**Action item:**
Return a copy of every line in the records that includes the word "front".
Data to process START
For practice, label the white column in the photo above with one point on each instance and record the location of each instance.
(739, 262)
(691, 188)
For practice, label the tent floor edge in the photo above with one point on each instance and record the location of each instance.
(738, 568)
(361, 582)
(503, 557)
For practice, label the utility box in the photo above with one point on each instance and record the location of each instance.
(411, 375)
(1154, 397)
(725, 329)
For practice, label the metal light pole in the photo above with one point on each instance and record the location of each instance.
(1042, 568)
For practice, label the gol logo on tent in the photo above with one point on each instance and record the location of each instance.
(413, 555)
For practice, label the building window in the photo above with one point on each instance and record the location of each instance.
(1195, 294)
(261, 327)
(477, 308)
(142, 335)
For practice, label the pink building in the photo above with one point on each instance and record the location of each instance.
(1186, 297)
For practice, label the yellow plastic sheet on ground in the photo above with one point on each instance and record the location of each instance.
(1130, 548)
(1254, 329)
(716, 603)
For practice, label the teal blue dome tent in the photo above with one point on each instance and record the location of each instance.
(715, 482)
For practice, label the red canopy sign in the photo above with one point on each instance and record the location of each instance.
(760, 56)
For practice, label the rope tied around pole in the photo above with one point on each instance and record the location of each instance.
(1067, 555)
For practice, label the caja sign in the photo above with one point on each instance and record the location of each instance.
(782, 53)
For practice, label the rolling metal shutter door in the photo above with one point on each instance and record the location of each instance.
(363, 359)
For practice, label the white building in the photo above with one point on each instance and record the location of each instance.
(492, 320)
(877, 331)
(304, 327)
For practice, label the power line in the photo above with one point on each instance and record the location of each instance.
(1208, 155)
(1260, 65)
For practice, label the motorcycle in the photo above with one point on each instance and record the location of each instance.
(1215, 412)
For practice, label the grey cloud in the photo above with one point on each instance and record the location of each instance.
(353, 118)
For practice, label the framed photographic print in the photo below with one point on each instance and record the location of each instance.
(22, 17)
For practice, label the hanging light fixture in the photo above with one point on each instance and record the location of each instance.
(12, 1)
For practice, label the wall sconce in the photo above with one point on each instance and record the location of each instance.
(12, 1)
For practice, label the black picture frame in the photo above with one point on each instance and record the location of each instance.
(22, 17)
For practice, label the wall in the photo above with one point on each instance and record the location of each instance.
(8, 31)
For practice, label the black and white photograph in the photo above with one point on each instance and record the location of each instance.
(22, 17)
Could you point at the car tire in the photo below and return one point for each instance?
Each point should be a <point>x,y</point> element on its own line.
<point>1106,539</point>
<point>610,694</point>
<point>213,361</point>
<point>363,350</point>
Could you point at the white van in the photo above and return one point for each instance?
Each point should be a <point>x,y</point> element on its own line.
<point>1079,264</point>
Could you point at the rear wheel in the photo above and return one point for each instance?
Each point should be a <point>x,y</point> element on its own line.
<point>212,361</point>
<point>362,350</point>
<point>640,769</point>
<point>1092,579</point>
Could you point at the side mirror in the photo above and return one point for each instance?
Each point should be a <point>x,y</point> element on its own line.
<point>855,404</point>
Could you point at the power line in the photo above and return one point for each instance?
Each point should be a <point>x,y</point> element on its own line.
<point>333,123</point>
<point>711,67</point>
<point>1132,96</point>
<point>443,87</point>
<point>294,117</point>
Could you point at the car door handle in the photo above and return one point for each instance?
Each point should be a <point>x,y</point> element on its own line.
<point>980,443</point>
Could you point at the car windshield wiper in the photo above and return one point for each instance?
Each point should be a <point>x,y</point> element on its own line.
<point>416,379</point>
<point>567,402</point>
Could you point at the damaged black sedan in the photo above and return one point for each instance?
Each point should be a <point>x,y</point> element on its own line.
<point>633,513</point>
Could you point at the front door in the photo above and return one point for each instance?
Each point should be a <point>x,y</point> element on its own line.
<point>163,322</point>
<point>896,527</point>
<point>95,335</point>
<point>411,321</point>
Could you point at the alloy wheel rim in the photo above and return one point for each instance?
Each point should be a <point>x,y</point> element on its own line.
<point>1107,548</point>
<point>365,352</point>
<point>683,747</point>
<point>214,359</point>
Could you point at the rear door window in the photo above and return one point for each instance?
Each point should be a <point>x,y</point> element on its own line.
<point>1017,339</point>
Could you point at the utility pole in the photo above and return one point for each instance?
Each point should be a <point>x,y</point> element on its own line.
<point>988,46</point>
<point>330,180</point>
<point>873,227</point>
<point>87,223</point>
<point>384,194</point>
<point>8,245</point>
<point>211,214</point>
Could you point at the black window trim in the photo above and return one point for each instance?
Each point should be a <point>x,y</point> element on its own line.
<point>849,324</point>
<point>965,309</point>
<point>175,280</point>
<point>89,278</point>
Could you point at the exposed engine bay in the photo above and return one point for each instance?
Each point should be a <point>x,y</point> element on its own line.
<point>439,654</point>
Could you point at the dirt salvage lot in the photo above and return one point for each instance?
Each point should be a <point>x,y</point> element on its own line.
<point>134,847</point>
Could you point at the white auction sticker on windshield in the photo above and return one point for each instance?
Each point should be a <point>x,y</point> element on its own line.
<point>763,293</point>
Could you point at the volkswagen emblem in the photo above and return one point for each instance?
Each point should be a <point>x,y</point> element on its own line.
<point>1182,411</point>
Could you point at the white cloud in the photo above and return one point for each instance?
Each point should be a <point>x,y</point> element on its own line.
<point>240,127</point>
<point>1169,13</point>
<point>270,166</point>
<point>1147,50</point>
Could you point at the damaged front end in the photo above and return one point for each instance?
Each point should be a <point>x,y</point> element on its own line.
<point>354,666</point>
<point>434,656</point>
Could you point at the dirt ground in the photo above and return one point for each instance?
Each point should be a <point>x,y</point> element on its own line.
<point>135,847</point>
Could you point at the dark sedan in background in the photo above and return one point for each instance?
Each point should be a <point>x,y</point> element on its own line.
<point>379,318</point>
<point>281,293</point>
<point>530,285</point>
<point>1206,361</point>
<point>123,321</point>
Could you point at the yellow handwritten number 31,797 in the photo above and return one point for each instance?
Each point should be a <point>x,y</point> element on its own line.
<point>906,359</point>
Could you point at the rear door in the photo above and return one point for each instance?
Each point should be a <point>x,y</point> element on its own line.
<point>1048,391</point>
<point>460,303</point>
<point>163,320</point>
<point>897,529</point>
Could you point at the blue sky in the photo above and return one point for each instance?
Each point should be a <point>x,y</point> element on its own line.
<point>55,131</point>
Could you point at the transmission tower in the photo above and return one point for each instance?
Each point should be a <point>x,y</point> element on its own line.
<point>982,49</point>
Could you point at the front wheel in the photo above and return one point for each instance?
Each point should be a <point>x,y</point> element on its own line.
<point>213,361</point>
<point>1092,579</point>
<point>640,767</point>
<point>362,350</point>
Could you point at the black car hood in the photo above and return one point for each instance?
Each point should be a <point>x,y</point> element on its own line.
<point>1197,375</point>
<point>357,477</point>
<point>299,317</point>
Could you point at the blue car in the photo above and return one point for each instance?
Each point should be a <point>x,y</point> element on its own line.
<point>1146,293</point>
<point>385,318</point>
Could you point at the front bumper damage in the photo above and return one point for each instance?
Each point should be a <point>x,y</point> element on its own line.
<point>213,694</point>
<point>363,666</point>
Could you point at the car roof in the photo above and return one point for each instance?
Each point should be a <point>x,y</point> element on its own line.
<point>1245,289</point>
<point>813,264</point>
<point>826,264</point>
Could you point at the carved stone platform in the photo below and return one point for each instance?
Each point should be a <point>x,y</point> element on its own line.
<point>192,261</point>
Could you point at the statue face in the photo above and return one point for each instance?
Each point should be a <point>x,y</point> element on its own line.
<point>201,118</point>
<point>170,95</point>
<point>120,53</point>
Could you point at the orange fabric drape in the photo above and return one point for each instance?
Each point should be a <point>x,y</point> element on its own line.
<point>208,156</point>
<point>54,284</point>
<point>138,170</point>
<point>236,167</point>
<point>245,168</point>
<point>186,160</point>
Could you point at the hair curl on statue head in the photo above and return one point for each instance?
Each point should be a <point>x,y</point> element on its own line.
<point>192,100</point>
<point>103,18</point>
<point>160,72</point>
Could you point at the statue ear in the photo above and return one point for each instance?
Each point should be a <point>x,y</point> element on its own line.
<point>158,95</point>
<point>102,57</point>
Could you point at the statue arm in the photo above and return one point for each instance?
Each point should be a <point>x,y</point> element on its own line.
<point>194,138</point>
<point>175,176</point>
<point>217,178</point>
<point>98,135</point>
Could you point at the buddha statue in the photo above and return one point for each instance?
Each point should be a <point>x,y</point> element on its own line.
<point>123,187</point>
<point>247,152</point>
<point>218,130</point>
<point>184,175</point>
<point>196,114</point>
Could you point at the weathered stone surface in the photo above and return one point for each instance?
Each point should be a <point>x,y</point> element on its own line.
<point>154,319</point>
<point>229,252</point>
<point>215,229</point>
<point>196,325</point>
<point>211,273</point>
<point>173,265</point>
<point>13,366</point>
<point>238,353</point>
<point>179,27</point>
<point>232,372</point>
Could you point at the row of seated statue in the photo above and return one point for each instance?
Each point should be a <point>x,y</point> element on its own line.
Data to process END
**Exercise result:**
Could you point at the front door in the photo above and return one point for each instance?
Could you point at the damaged front end in the photo above and return one point for each instance?
Could you point at the front wheel in the photo above and return one point for each instance?
Could you point at the front bumper damage in the photo above and return one point for each instance?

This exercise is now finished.